Lay out the listing between the lines holding "Can you find the text" and "pixel 231 262", inclusive, as a two-column CSV headed text and answer, one row for each text with its answer. Quote every field and turn line breaks into spaces.

— Start of RECORDS FOR THIS EXERCISE —

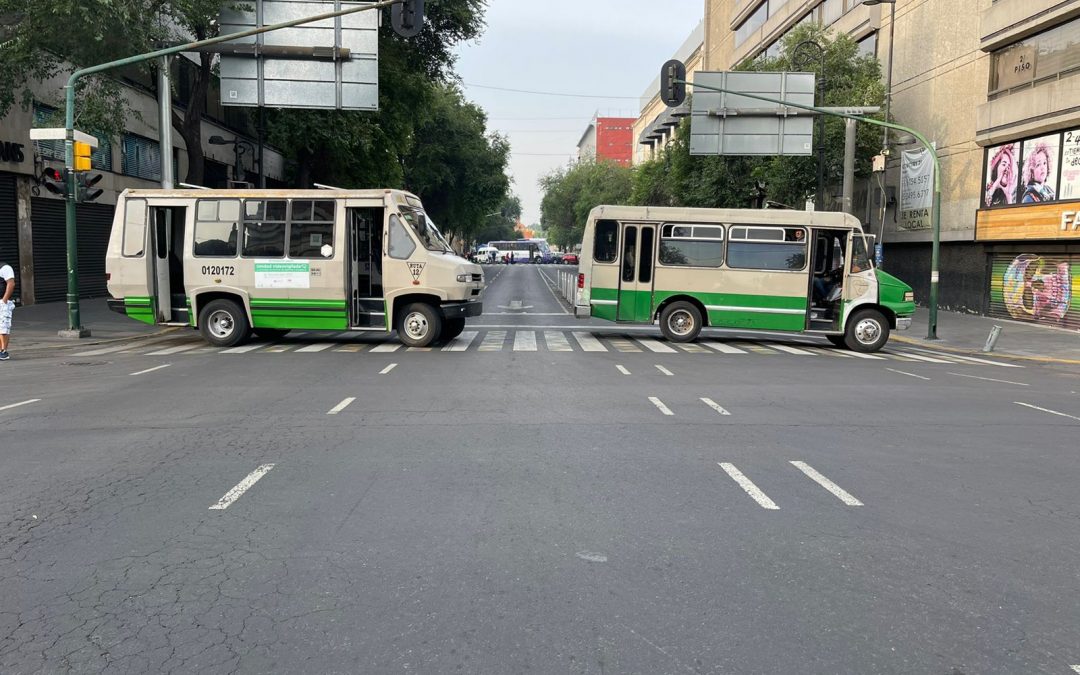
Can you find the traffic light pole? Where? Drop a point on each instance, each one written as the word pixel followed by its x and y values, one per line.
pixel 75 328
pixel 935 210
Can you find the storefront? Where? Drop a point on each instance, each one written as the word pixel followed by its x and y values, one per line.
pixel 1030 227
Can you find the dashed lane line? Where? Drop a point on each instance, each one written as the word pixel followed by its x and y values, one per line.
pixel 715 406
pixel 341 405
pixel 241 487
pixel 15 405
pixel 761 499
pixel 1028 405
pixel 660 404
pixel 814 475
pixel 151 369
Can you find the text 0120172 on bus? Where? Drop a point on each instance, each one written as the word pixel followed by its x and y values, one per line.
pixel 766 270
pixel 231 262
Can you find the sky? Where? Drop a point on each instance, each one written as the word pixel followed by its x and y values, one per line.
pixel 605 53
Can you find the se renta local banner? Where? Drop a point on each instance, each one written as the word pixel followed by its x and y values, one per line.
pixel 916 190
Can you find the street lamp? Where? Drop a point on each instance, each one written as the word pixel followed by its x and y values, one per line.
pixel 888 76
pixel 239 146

— End of RECORDS FOR THIS EXERCISE —

RESULT OF THIS EXERCISE
text,answer
"Can you find the text 0120172 on bus? Where? Drop a point on each instance, each one written as the word pixel followed by its x and y values, one per line.","pixel 766 270 pixel 231 262"